Travail demandé:
(a) Quels sont tous les hôtels où logent les membres du jury, selon le texte sur le jury de Cannes 2012 ?
(b) Répondez à ces questions sur le texte sur le jury de Cannes 2012 :
(i) Quelle heure est-il à peine quand les jurés sont embarqués ?
(ii) À qui appartient la Villa Domergue ?
(iii) Pour quelle cérémonie les jurés doivent-ils se rendre au Palais des Festivals ?
(c) Pourriez-vous prolonger le texte sur le jury de Cannes 2012 à partir de sa dernière phrase ?

Extrait choisi:
:::

Archive pour le 27.05.2012

Cannes 2012, faites vos jeux !

dimanche 27 mai 2012

Tôt ce dimanche matin, les voitures officielles ont dû passer prendre dans leurs hôtels respectifs les neuf membres du jury. Les uns au Majestic (Emmanuelle Devos, Hiam Abbass), les autres au Gray d’Albion (où Nanni Moretti, président du jury du 65è Festival de Cannes, a ses habitudes), ou au Carlton. Il est à peine 8h30. Les voilà embarqués jusqu’à la Villa Domergue, sur les hauteurs de Cannes. C’est une belle villa ancienne, propriété de la Ville de Cannes. La maison sera bien gardée, impossible de prendre la moindre image, d’enregistrer le moindre son. Camp retranché. On a bien précisé à chacune et à chacun d’emporter sa tenue de soirée, car ils n’en repartiront pas avant 18 heures, moment de se rendre au Palais des Festivals pour la cérémonie de clôture. Durant toute la journée, c’est le black-out : interdiction de se servir de son téléphone portable. Interdit de tweeter et d’envoyer le moindre sms. Rendez-vous compte, si l’une ou l’un d’entre eux se mettait à dialoguer avec un ami ou une amie, même sous le sceau du secret : Audiard tient la corde mais j’ai du mal à convaincre Nanni… Le Festival n’aurait plus la réputation d’intégrité absolue qui est la sienne.

:::

Données saisies:
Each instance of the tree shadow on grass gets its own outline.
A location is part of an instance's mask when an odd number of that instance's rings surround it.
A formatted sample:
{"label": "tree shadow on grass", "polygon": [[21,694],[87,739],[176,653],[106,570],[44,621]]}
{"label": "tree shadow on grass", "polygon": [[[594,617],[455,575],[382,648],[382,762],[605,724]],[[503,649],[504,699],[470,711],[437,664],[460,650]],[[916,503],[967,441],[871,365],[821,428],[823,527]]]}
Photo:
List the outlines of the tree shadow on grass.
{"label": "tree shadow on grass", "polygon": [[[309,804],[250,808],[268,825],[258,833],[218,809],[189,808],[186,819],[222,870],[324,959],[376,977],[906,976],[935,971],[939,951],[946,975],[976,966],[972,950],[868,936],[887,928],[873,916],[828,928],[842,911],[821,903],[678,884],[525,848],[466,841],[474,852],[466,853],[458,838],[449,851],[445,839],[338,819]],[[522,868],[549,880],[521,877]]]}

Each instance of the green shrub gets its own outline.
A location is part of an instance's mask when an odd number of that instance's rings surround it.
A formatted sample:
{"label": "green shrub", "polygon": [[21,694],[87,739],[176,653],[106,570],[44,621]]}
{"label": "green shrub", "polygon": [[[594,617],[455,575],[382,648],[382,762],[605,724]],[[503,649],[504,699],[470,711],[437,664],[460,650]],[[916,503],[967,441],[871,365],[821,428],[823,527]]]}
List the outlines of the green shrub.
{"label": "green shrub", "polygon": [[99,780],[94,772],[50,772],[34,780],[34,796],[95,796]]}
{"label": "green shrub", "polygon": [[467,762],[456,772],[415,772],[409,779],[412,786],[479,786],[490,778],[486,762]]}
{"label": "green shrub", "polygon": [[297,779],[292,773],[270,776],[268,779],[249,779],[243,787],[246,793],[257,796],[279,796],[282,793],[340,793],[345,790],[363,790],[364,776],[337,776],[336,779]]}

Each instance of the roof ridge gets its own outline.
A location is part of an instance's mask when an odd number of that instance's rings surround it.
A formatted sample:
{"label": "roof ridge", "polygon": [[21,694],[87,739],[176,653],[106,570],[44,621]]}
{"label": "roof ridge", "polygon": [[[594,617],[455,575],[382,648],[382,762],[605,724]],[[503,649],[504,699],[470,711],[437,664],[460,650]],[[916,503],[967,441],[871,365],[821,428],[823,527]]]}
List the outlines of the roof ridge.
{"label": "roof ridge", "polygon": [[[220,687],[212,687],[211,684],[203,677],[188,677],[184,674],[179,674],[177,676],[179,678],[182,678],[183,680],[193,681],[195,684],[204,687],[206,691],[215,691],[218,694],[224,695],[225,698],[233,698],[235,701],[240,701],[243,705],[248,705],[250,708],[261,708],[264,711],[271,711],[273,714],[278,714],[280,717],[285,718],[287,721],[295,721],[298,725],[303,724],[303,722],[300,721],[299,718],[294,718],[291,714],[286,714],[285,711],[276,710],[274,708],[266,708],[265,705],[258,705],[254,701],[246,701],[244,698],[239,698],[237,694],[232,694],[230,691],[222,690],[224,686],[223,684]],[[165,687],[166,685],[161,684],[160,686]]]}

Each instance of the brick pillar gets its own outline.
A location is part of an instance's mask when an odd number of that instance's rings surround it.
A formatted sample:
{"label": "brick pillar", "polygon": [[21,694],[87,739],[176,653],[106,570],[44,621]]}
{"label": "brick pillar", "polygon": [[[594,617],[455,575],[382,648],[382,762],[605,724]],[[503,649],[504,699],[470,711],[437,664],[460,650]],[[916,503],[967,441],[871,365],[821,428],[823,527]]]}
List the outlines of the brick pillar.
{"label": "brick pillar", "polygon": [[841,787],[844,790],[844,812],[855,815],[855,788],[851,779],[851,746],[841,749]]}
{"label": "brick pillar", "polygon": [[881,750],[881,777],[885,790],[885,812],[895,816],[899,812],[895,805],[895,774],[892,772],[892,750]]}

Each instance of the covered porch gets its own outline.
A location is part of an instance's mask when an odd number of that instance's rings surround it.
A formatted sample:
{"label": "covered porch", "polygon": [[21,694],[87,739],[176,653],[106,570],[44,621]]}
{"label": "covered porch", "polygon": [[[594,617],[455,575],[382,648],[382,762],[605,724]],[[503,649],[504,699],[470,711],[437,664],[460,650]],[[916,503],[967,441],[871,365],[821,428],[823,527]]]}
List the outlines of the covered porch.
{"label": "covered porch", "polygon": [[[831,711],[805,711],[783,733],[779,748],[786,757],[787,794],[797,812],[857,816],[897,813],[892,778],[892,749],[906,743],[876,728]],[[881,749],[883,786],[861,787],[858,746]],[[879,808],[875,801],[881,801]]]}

:::

Réponses fournies:
(a) Le Majestic, le Gray d'Albion et le Carlton.

(b)
(i) 8h30.
(ii) À la Ville de Cannes.
(iii) La cérémonie de clôture.

(c)
Autour de la grande table, ils seront neuf à délibérer. Outre Nanni Moretti : Hiam Abbass, Andrea Arnold, Emmanuelle Devos, Diane Kruger, Jean Paul Gaultier, Ewan MC Gregor, Alexander Payne et Raoul Peck. Plus Gilles Jacob, président du festival, et Thierry Frémaux, directeur général, qui sont censés ne rien dire. Sauf au début préciser les grandes lignes du règlement. Cela consiste à ne pas multiplier les prix pour un même film – il est déjà arrivé dans le passé qu’un prix d’interprétation s’ajoute à une Palme d’or, privant ainsi un film de figurer au palmarès. Et à éviter coûte que coûte la double Palme, tentation désespérée lorsqu’un jury ne parvient pas à faire son choix entre deux films – ils sont neuf, ce qui devrait faciliter les choses.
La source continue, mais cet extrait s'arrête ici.